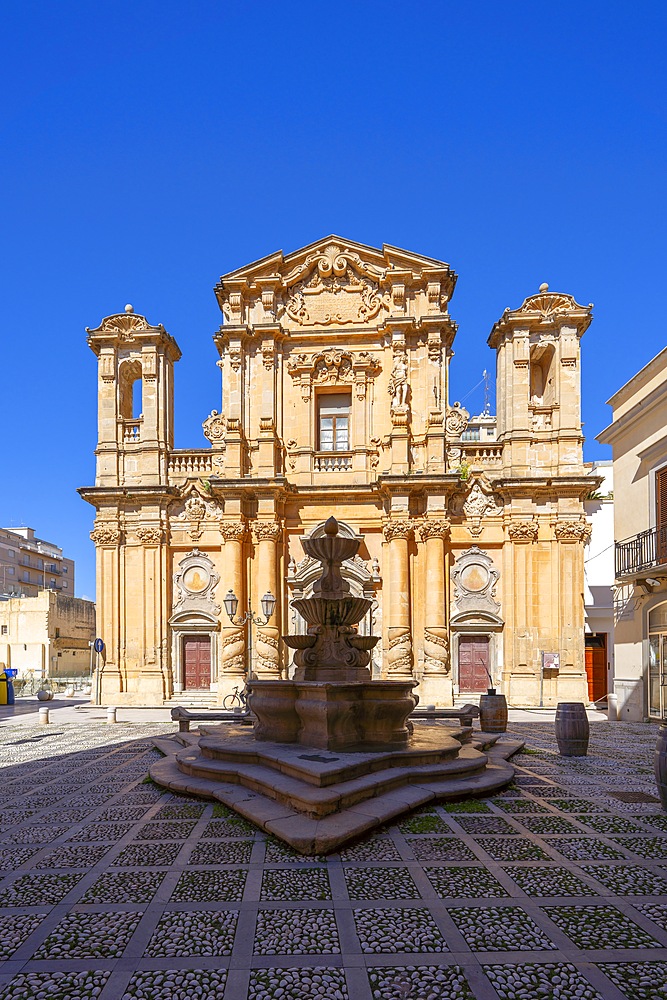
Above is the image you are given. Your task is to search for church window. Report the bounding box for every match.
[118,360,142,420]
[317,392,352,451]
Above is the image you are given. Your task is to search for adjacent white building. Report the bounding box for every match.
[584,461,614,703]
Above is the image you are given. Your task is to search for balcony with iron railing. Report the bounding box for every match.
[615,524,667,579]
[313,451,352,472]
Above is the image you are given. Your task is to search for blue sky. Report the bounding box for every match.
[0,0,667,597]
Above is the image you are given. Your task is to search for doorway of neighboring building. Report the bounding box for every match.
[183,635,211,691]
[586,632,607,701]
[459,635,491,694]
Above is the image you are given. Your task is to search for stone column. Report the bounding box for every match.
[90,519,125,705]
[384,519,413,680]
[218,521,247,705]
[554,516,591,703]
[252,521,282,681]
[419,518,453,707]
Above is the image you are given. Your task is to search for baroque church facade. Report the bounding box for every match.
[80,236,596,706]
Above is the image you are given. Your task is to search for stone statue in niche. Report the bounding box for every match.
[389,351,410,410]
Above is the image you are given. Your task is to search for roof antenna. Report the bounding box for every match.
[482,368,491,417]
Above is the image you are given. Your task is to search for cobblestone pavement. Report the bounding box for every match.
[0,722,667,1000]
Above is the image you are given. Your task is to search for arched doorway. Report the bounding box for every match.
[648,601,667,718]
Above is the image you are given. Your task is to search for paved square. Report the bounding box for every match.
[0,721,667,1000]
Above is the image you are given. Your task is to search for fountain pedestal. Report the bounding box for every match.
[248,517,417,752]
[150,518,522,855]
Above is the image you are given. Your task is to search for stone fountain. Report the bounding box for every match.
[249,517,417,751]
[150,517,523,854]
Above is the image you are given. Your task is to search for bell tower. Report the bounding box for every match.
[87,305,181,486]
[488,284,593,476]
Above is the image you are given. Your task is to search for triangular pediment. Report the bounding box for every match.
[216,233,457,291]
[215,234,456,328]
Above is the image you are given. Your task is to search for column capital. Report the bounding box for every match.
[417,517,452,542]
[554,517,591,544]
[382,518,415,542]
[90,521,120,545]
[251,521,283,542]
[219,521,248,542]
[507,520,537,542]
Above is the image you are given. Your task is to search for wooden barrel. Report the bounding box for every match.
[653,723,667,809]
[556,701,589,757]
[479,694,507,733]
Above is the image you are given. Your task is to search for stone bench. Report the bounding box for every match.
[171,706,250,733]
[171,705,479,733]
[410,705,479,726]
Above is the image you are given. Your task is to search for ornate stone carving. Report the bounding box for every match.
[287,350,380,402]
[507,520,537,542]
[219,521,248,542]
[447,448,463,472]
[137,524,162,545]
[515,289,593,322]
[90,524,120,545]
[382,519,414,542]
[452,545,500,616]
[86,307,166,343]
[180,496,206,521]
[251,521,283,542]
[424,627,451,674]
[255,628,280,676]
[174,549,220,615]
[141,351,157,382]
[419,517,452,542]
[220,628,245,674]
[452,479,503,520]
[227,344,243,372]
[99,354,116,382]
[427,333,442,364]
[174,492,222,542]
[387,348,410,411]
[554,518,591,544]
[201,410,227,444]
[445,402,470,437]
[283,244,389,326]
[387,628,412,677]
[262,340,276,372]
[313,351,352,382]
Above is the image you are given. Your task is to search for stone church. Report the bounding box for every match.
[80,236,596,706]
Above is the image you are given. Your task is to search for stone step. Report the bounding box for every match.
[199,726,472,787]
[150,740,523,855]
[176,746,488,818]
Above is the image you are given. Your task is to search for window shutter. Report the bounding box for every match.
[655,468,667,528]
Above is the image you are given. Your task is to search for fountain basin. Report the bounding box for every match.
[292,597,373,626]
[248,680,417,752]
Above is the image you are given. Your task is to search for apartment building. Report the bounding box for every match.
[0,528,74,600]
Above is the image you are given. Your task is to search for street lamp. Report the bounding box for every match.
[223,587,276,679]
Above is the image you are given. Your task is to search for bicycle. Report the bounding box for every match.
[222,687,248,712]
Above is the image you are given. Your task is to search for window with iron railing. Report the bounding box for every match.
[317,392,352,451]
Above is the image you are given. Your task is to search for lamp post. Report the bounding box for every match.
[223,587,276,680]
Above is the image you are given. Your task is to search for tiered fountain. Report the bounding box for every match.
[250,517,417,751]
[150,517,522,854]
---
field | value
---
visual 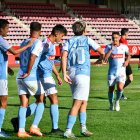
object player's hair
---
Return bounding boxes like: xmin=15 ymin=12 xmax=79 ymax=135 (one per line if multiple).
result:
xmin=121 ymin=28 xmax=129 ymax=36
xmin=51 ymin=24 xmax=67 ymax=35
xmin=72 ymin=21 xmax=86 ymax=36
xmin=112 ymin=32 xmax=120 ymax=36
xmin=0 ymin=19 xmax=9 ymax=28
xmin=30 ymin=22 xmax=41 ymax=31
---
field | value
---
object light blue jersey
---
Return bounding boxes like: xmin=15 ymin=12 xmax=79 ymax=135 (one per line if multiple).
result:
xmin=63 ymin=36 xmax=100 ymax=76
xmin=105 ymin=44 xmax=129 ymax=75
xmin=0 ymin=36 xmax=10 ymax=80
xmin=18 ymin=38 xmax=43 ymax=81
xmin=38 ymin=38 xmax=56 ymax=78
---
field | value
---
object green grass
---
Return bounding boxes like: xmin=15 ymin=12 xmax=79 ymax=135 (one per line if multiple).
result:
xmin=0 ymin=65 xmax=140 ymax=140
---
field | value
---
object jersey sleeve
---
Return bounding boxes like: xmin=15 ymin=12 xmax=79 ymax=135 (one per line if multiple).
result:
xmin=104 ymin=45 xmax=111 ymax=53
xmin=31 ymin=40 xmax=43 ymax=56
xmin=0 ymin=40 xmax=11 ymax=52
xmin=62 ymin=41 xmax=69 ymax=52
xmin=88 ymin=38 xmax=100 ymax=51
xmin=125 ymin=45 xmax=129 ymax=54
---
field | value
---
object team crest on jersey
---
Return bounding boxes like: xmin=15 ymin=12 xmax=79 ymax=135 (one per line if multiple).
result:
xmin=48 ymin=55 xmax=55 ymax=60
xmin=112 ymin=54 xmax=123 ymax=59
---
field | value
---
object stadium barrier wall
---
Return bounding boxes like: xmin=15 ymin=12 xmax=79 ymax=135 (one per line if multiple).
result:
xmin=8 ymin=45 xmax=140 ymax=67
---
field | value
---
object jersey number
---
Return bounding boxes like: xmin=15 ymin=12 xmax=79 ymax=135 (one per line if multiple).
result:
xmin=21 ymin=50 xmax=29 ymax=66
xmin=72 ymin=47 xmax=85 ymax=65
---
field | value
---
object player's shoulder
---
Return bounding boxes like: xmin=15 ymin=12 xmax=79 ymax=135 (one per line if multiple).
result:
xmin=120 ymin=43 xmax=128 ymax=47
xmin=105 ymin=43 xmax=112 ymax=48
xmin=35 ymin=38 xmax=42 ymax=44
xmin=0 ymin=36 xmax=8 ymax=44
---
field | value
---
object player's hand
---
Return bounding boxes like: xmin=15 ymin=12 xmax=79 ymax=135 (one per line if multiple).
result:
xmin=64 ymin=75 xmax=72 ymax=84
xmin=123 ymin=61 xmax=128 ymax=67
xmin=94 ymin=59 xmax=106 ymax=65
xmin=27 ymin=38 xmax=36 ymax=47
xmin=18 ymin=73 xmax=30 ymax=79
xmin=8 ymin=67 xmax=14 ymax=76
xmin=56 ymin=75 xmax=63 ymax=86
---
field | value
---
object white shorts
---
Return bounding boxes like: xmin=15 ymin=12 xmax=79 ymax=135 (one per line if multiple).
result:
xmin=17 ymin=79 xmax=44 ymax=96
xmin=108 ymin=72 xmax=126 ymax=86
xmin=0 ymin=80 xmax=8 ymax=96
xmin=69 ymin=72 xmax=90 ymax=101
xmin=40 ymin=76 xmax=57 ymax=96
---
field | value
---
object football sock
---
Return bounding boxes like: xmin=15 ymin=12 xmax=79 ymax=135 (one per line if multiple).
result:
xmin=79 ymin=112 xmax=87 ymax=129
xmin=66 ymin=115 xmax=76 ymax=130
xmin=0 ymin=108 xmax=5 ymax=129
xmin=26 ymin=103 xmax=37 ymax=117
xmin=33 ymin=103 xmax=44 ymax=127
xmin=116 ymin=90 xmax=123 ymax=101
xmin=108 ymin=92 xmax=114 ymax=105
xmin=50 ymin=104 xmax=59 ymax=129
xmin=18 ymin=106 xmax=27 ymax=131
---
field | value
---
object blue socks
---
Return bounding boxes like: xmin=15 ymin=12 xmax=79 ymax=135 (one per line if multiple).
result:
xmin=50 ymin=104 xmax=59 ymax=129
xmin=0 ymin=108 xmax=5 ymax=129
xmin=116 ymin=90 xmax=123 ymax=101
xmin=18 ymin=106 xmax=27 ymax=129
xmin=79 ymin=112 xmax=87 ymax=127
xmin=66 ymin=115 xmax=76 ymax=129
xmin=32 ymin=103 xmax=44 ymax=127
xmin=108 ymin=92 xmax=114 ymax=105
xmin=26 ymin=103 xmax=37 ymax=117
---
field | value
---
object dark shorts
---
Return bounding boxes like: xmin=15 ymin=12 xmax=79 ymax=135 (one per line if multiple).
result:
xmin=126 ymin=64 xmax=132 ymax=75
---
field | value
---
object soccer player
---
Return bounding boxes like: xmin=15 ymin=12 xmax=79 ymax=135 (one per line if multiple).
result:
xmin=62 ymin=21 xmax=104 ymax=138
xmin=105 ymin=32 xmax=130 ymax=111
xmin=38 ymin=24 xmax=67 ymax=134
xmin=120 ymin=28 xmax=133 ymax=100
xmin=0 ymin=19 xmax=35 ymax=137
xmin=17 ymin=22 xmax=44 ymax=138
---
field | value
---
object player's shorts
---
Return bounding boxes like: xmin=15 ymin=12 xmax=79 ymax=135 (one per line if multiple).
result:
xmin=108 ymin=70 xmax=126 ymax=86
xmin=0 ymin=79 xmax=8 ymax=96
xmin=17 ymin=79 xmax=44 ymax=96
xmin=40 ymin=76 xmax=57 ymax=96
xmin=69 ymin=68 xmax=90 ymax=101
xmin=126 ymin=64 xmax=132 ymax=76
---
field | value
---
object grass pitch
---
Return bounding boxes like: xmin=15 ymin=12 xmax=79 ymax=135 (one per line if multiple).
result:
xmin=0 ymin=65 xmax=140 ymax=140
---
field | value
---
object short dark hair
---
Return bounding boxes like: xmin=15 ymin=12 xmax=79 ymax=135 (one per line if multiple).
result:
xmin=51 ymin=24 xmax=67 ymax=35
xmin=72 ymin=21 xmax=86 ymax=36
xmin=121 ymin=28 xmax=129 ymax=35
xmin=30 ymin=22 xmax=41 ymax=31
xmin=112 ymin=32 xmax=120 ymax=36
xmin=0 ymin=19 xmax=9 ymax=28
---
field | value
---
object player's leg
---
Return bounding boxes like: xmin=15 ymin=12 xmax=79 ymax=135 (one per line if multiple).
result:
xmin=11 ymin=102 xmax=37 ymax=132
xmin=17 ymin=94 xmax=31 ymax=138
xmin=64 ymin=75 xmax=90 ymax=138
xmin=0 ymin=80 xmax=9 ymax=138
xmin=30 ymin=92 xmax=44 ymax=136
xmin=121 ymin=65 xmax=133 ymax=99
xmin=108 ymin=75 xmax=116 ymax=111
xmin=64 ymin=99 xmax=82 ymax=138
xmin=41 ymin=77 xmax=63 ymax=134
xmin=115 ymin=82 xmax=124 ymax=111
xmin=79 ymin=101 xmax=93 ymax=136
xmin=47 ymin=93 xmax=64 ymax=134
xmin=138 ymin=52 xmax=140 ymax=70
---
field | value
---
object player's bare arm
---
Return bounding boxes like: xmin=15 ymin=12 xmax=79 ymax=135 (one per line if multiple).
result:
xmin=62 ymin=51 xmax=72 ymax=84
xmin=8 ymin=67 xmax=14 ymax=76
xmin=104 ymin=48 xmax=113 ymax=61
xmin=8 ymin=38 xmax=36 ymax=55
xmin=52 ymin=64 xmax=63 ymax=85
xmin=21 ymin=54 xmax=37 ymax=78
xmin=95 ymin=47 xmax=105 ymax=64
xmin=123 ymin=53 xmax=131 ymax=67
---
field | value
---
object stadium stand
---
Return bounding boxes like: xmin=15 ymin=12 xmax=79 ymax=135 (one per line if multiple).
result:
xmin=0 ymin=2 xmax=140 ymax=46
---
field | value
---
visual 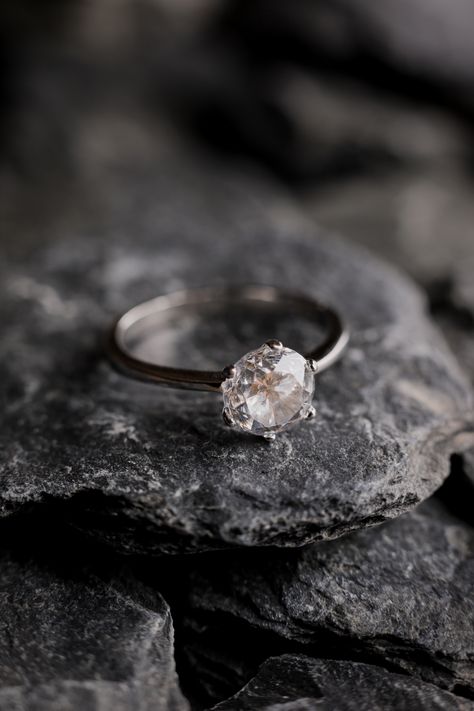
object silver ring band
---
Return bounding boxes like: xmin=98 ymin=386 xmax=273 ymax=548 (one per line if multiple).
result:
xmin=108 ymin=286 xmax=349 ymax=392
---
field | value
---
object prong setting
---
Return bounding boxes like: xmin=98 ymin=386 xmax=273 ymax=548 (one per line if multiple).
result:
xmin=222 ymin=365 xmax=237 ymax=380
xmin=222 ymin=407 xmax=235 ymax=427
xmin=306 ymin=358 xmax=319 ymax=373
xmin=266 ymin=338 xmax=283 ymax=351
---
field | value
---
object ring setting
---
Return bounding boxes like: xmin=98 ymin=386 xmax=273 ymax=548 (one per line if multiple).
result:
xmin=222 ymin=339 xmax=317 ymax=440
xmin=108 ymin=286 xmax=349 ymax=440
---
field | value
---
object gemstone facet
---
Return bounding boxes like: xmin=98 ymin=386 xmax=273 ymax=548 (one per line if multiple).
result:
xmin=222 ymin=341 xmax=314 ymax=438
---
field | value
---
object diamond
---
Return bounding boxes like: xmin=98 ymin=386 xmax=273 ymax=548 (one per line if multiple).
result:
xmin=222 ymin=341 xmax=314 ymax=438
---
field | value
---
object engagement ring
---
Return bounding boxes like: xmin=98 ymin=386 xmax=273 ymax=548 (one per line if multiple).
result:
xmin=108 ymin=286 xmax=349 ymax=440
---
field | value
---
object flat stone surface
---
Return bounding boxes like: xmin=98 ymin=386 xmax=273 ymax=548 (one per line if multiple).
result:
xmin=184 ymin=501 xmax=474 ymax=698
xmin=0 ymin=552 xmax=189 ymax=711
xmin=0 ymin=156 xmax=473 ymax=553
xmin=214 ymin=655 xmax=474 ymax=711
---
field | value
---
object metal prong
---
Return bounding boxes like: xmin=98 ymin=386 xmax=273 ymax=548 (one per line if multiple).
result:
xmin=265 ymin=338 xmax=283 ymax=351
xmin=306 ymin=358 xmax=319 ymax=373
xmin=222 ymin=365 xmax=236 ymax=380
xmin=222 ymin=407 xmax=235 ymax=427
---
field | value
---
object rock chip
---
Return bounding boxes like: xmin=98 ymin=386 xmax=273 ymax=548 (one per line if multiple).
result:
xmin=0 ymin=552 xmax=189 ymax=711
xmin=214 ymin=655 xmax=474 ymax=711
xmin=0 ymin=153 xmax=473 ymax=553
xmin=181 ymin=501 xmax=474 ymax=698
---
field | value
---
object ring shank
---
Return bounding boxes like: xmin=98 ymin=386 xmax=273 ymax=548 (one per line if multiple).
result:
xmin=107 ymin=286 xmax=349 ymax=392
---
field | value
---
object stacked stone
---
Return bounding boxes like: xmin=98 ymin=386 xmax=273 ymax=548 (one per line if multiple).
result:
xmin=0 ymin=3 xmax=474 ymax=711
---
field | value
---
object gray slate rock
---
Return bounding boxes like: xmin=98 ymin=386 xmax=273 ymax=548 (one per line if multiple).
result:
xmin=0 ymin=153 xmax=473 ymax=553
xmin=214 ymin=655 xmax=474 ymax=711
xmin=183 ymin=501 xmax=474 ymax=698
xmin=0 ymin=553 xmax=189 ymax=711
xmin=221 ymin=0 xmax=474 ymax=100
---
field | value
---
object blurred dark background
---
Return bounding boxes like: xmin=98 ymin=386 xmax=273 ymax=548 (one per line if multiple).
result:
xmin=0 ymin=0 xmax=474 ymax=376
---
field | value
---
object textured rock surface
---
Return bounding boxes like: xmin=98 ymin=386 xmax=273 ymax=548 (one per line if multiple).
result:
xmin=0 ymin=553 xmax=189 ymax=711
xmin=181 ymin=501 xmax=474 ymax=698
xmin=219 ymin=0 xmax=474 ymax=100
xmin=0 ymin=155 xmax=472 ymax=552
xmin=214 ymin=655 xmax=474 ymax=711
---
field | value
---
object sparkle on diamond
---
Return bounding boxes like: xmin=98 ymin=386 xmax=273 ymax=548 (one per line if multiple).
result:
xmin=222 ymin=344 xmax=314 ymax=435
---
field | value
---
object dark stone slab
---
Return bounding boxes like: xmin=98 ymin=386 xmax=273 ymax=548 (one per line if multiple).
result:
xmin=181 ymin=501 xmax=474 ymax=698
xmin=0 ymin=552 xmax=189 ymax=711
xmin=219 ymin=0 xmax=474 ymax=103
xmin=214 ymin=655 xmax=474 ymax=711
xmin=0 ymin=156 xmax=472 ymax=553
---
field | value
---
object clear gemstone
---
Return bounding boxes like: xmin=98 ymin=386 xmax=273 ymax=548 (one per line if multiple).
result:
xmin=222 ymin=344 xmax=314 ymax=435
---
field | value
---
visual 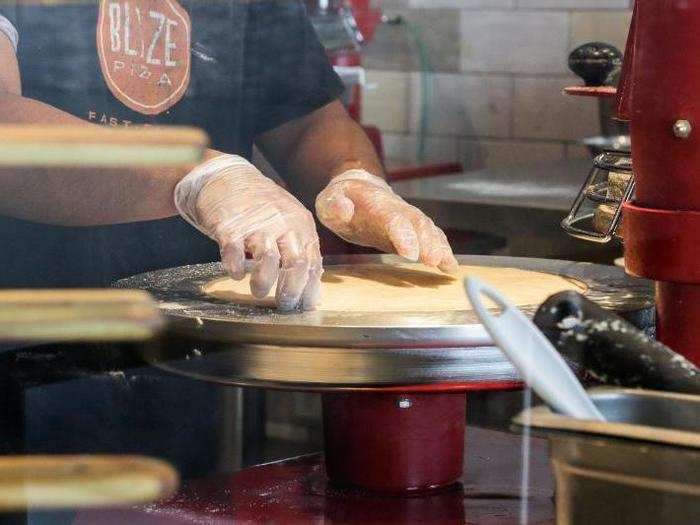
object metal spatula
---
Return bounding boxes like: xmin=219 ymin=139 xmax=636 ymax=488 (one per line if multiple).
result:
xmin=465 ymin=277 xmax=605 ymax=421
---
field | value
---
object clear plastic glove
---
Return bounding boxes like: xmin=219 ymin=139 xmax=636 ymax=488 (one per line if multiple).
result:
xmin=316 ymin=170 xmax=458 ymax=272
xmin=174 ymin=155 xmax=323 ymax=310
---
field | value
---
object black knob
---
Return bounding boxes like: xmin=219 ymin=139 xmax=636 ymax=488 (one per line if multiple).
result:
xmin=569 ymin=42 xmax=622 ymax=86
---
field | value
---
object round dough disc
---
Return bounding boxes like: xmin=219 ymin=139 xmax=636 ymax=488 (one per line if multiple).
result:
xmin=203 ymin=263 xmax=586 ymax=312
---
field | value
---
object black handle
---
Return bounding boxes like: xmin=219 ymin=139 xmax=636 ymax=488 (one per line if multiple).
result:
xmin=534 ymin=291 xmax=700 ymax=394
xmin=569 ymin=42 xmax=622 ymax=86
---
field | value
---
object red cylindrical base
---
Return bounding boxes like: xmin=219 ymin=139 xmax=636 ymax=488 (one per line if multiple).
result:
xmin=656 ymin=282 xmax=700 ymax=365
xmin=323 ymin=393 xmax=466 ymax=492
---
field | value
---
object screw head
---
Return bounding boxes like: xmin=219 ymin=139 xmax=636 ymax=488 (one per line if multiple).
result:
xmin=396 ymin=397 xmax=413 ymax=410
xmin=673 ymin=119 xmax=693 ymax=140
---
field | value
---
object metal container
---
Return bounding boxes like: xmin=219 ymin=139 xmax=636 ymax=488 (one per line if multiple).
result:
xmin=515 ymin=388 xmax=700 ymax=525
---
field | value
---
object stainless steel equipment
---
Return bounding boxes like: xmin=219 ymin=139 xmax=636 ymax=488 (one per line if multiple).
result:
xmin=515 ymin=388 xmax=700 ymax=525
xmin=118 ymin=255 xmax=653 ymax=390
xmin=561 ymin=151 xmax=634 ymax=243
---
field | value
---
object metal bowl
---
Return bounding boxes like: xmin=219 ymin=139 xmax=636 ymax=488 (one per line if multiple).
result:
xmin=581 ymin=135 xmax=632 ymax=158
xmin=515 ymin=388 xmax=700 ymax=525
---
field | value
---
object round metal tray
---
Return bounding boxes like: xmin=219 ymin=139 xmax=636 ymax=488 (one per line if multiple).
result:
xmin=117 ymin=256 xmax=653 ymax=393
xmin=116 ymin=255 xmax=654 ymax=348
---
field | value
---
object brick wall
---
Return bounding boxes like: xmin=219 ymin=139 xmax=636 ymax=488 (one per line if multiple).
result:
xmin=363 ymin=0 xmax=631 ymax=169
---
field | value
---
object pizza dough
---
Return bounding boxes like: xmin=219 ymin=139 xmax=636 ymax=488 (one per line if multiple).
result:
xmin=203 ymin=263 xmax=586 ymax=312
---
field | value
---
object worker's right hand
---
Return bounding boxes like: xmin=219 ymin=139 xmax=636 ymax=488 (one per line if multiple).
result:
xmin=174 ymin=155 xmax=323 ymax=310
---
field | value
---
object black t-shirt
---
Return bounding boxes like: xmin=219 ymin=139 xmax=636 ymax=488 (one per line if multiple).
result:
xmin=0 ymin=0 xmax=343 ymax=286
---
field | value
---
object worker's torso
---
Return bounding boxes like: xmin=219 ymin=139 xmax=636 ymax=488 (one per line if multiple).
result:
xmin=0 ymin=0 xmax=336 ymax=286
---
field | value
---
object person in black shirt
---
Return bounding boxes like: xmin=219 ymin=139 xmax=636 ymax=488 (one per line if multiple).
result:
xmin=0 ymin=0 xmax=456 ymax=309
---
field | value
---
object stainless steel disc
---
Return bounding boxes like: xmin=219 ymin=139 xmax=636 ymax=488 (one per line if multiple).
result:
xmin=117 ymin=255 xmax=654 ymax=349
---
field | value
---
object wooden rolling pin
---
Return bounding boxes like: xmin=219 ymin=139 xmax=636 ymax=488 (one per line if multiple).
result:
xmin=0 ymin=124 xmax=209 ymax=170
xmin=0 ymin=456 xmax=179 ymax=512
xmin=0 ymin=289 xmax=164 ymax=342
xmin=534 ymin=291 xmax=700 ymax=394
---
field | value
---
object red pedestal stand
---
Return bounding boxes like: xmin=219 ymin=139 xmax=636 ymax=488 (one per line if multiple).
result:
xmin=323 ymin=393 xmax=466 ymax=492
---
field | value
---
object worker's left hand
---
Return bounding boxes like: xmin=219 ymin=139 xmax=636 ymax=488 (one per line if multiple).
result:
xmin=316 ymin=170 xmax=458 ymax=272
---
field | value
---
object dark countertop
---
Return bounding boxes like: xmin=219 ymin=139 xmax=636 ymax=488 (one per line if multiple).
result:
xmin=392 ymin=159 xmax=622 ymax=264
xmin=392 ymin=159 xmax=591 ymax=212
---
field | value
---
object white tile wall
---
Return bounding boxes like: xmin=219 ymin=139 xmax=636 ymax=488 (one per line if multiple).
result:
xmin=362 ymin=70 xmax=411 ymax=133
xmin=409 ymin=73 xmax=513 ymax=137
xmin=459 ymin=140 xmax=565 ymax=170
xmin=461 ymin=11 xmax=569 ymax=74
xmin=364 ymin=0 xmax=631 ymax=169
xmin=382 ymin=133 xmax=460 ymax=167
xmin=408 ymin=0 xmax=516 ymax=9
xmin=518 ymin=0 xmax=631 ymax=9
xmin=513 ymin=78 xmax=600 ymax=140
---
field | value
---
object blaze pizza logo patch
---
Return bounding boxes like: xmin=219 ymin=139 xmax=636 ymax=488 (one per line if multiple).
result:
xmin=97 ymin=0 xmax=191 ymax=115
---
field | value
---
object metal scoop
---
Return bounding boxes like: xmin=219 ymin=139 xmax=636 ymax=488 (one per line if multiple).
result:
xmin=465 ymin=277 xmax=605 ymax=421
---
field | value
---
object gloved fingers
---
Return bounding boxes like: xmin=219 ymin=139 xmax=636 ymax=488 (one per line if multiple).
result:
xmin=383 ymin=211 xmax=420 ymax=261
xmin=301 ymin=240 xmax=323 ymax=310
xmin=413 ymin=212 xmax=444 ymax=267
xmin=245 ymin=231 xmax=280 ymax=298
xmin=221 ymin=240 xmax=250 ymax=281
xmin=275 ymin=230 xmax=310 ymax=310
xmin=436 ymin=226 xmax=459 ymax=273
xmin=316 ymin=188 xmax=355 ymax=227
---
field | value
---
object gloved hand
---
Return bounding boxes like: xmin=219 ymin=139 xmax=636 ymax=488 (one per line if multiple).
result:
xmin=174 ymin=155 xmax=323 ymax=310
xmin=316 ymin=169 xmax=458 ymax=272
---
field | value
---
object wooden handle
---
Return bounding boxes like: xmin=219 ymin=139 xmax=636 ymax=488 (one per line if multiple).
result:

◆ **Your goal**
Copy out each line starting with the line with "column. Report the bounding box for every match." and going on through the line with "[0,722,667,1000]", keeping every line, and move each bounding-box coordinate in that span by -142.

◆ **Problem solution**
Above is the image you are given. Your task is to search for stone column. Report the bounding box for every match.
[-52,377,-17,563]
[242,377,271,538]
[76,379,105,563]
[412,374,449,561]
[110,379,140,539]
[277,376,311,565]
Above is the image you are given. Your task is to search for baroque church facade. Report the bounding box for every match.
[-62,94,454,564]
Above is the image you are given. Your task is to search for stone statue in niche. Report the bounding box for every match.
[247,209,268,268]
Above is the image you are given. Your task is to search for roof antenna. Report the bounding box for every match.
[340,226,349,275]
Above is the image you are given. Your task is to search for cobblestone pavement. Report the bounding box for every match.
[-142,580,525,858]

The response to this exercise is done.